***** Quoted passage *****
First it was the slowing economic growth that saw investors maintaining a wait-and-watch mode in the Indian real estate sector. COVID-19 pandemic just added more salt to the injury. These two are being primarily cited as the reasons for the sharp decline in institutional investment into India’s real estate sector. A report by real estate consultancy firm, JLL, states that the institutional investment has declined by as much as 58% in the January-March 2020 period; however, Colliers International India states that private equity real estate investment in India stood at Rs 1,640 crore in the first quarter of 2020, registering a drop of 62% quarter-on-quarter. ‘India Capital Markets Update – Real Estate Perspective Q1-2020’ the report by JLL brings out the fact that total investments in FY 2019-20 fell to its lowest in four years, declining by 13% to $4,261 million over previous year levels of $4,780 million. Colliers International has lowered its projection of private equity inflows in real estate to about $3.5 billion in 2020 owing to slow decision-making by investors.
It is expected that going forward, investors will be in a wait-and-watch mode, and that caution and risk aversion will drive the dominant behaviour of institutional real estate investors over next few quarters. According to Ramesh Nair, CEO and Country Head, JLL India, “The impact of COVID-19 virus has been unthinkable in its scope. Investors are expected to remain in a wait-and-watch mode, with caution and risk aversion is expected to drive the dominant behaviour of institutional real estate investors over next few quarters. The year 2020 will be one of redemption, as the world recovers from one of its most challenging periods in recent history.”
***** Data excerpt *****
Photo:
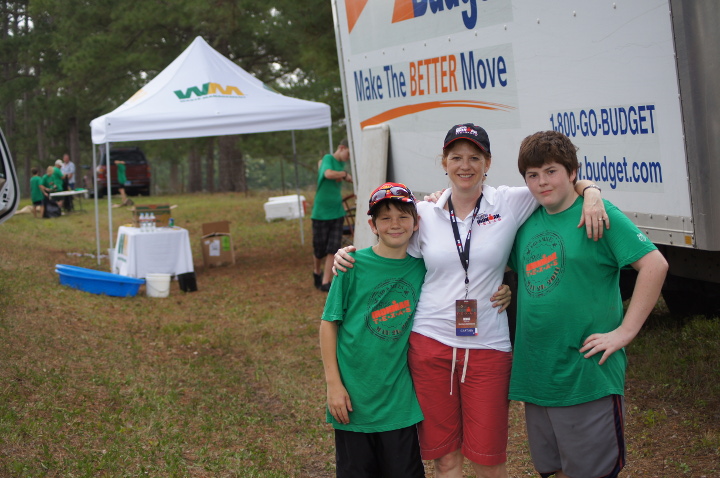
*****
→ **Instructions for the task**: Continue the article above on the decline in institutional investment in India's real estate sector, starting after its final sentence.

→ **Response area**:
JLL’s report mentions that India's office space saw an increase in investments, rising from $1.8 billion in FY 2018-19 to $2.9 billion in FY 2019-20. It further mentions that home loans disbursals grew by $24.6 bn while net credit disbursal to real estate developers rose by $3.5 billion during FY 2019-20.
Research analysts believe that the changing market situation presents opportunities in the residential segment, income-generating core commercial office assets and opportunistic assets, especially in hospitality space. Colliers’ MD, Sankey Prasad is of the opinion that opportunity lies in logistics and data centres as well as core commercial office assets. “Distressed assets, especially in the hospitality space, are also attractive. The opportunistic asset trade transaction is expected to gain pace in the next 2-3 years with the current economic slowdown,” he said. Prasad’s realty research firm recommends investors to capitalize on the situation and focus on commercial office assets as India’s competitiveness remains.